• _原文の抜粋_
------
けとんくんも紹介してたけど、これはなかなかいい合成法。#学ぶの論文紹介
Safer Synthesis of (Diacetoxyiodo)arenes Using Sodium Hypochlorite Pentahydrate https://t.co/LmnSykmTx9— 有機化学を学ぶ人 (@yuukiwomanabu) 2018年11月9日
これは非常に素晴らしいですね。
かといって作るのかと言われたら売ってるので買っちゃうかもですが笑
今後より安全かつ安価に作られて市販される価格が低下することを願います←
#学ぶのブログ紹介用
An Isolable and Bench-Stable Epoxidizing Reagent Based on Triazine: Triazox https://t.co/3yoxlnzBg9— 有機化学を学ぶ人 (@yuukiwomanabu) 2018年12月29日
ほかに忘れてはいけないのがこちらの試薬。
エポキシ化に安全な試薬を用いることができるという点は素晴らしいですね。
今後の使用例の増加に期待します。
構造有機化学分野
構造的に面白いのきたー!!!#学ぶの論文紹介
Fully Conjugated [4]Chrysaorene. Redox-Coupled Anion Binding in a Tetraradicaloid Macrocycle https://t.co/RaiJsvaoQS— 有機化学を学ぶ人 (@yuukiwomanabu) 2018年10月18日
[4]Chrysaoreneの穴の大きさを利用してヨウ素イオンを補足させた本論文。
個人的にこれを使って反応開発とかに発展できないものかと思いをはせてしまいました。
うぉおおー、綺麗な分子!!#学ぶの論文紹介
2,4,5,7,9,10-Hexaethynylpyrenes: Synthesis, Properties, and Self-Assembly https://t.co/M8349180A6— 有機化学を学ぶ人 (@yuukiwomanabu) 2018年11月21日
何で選んだかというと、綺麗だからです!それ以外に理由はいりません!!
------
上の有機化学の論文紹介文を、最後の文の後から書き継いでください。 この後に続く資料は、上の有機化学の論文紹介文とは関係がない。

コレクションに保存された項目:
------
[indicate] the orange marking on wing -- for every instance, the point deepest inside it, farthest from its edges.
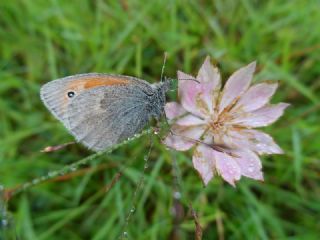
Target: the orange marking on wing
(98, 81)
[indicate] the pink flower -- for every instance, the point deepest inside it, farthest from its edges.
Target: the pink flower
(219, 124)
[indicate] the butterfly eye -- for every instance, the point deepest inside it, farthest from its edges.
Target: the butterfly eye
(71, 94)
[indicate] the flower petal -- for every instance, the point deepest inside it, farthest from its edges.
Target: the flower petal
(227, 167)
(173, 110)
(203, 162)
(179, 139)
(261, 117)
(250, 164)
(256, 97)
(189, 120)
(209, 78)
(189, 92)
(254, 140)
(236, 85)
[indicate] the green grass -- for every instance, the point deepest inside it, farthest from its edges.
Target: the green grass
(44, 40)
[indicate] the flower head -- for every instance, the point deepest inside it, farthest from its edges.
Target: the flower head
(219, 123)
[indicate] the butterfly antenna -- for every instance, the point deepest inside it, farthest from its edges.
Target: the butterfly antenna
(163, 66)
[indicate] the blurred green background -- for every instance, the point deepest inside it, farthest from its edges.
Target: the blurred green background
(44, 40)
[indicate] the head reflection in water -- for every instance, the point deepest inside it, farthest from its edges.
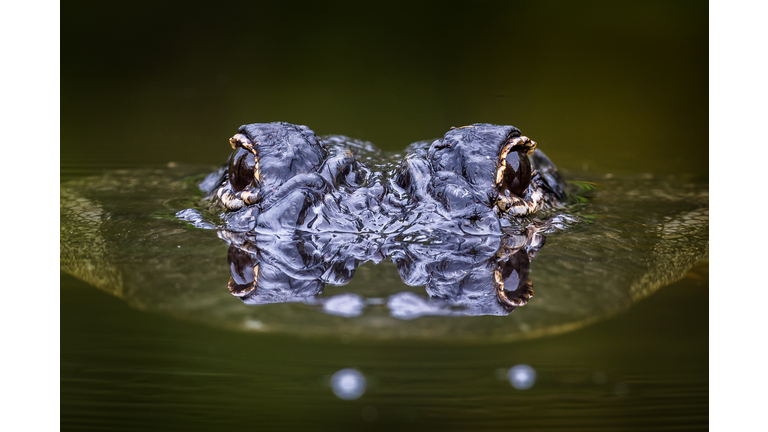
------
• _記述による解答_
(他にも自己組織化や物性についても調べてあって読み物としても面白いです)
分子面白いし、Scholl反応の違いとか見れるのも面白い。#学ぶの論文紹介
π-Extended Corannulene-Based Nanographenes: Selective Formation of Negative Curvature https://t.co/GOyRoaHLCX— 有機化学を学ぶ人 (@yuukiwomanabu) 2018年11月30日
こちらも構造的に面白いですが、酸化的芳香環化反応の試薬による選択性もなかなか見所ではないでしょうか。
こればっかりはやってみないとって意見もあるかと思いますが、傾向などは掴むことができるかもしれません。
2018年構造有機化学分野のグランプリ
なんじゃこれ面白すぎる。読まなきゃ。#学ぶのメモ https://t.co/ZI32Gc8HLu
— 有機化学を学ぶ人 (@yuukiwomanabu) 2018年3月22日
名大忍久保先生、廣戸先生。構造有機化学初心者の学ぶが見ても面白いと思える分子であったこと、そして物性など初学者が学ぶにもしっかりと書かれていて学べる論文だったというのが理由です。
構造の美しさはさることながら化合物の性質自体にも惹かれました。
実は学ぶが構造有機化学が好きになったきっかけは忍久保先生の有機合成化学協会誌の総説でした。
好きな先生の論文、みなさんに紹介しないわけにはいかないですよね?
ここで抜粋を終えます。